Parts of the exercise.
- 1) Reproduce the entire article on the language of violence against women, word for word.
- 2) Pull out each line of the rows that contains the string "building", treating uppercase and lowercase as different.

begin Document segment

GENDER: VIOLENCE AGAINST WOMEN
Decoding
the language
of violence
against
W MEN
Media reporting of violence against
women is found to contain patterns
of language that perpetuate the harm
and power dichotomy that continue to
exist between men and women.
The #MeToo movement has been a
watershed in global awareness of the scale
of sexual exploitation of women, and how
this often stems from an abuse of power
by men. It has forced onto society both public inquiry
and private introspection, along with some incisive
research into many of the questions being raised.
One of these questions is: What is it about
violence against women that makes it so immune to
social change? And what is it that makes it so silently
accepted at all levels of society? Research by Dr Alessia
Tranchese points to society’s patriarchal structure
in which violence against women is inherent, to the
extent discriminatory practices that sanction violence
are invisible. Through her research, Dr Tranchese aims
to show how everyday practices contribute to the
naturalisation, legitimisation, perpetuation and constant
reinforcement of violence against women. In particular,
she focuses on language in which sexism is endemic,
but is ignored or accepted as natural and harmless.

end Document segment
begin Records for this task

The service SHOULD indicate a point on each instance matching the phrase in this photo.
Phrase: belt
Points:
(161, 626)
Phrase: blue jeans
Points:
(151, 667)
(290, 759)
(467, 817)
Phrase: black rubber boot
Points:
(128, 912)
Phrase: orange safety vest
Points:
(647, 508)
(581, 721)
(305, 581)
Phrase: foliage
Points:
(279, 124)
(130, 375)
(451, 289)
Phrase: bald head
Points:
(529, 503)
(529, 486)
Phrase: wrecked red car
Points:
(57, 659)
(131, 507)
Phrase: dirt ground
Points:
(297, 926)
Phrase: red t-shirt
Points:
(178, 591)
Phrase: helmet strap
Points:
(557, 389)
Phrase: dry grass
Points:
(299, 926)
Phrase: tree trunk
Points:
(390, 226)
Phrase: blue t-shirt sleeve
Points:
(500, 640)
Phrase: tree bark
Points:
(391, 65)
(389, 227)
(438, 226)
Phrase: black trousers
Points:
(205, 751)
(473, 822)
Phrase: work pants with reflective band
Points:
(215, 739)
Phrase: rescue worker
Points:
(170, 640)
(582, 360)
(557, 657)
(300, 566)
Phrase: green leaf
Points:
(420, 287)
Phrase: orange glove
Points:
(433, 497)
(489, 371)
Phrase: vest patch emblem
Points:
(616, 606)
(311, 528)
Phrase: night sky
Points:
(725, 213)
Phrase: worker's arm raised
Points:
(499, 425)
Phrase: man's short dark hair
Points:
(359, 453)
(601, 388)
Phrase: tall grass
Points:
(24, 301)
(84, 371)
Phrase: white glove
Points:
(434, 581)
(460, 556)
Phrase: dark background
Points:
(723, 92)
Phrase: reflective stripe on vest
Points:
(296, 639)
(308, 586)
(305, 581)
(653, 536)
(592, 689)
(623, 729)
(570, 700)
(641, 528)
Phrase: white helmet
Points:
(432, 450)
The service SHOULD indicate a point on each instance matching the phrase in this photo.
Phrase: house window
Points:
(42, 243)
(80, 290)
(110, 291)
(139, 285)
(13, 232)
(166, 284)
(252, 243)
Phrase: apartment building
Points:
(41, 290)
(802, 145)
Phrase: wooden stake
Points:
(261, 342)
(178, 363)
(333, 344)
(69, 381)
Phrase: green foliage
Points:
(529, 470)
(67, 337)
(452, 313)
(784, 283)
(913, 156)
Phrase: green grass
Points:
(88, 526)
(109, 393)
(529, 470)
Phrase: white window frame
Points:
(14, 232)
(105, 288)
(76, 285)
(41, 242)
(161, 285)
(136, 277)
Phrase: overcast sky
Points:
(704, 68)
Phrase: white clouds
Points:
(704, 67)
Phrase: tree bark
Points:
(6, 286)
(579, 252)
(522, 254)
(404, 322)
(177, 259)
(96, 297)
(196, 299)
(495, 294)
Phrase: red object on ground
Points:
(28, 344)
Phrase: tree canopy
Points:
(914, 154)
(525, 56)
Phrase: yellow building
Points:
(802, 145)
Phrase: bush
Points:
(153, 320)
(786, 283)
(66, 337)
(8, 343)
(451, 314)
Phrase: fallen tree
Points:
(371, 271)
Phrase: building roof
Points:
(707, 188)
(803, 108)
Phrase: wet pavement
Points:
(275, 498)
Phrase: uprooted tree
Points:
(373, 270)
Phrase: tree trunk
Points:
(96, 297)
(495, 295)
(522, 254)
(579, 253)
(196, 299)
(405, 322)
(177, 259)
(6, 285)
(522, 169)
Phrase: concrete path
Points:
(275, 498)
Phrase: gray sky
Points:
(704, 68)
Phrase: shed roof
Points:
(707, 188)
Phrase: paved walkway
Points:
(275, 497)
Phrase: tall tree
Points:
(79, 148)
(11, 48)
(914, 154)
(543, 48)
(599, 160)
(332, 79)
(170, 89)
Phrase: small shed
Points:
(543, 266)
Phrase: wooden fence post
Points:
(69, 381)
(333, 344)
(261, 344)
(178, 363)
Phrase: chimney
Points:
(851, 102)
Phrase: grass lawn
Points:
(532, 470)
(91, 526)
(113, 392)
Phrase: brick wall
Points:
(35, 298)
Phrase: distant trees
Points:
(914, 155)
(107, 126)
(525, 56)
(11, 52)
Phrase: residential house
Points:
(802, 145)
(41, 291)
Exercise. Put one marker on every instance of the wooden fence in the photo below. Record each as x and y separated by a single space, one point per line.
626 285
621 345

end Records for this task

Answers.
- 1)
GENDER: VIOLENCE AGAINST WOMEN
Decoding
the language
of violence
against
W MEN
Media reporting of violence against
women is found to contain patterns
of language that perpetuate the harm
and power dichotomy that continue to
exist between men and women.
The #MeToo movement has been a
watershed in global awareness of the scale
of sexual exploitation of women, and how
this often stems from an abuse of power
by men. It has forced onto society both public inquiry
and private introspection, along with some incisive
research into many of the questions being raised.
One of these questions is: What is it about
violence against women that makes it so immune to
social change? And what is it that makes it so silently
accepted at all levels of society? Research by Dr Alessia
Tranchese points to society’s patriarchal structure
in which violence against women is inherent, to the
extent discriminatory practices that sanction violence
are invisible. Through her research, Dr Tranchese aims
to show how everyday practices contribute to the
naturalisation, legitimisation, perpetuation and constant
reinforcement of violence against women. In particular,
she focuses on language in which sexism is endemic,
but is ignored or accepted as natural and harmless.

- 2)
Phrase: apartment building
Phrase: yellow building
Phrase: building roof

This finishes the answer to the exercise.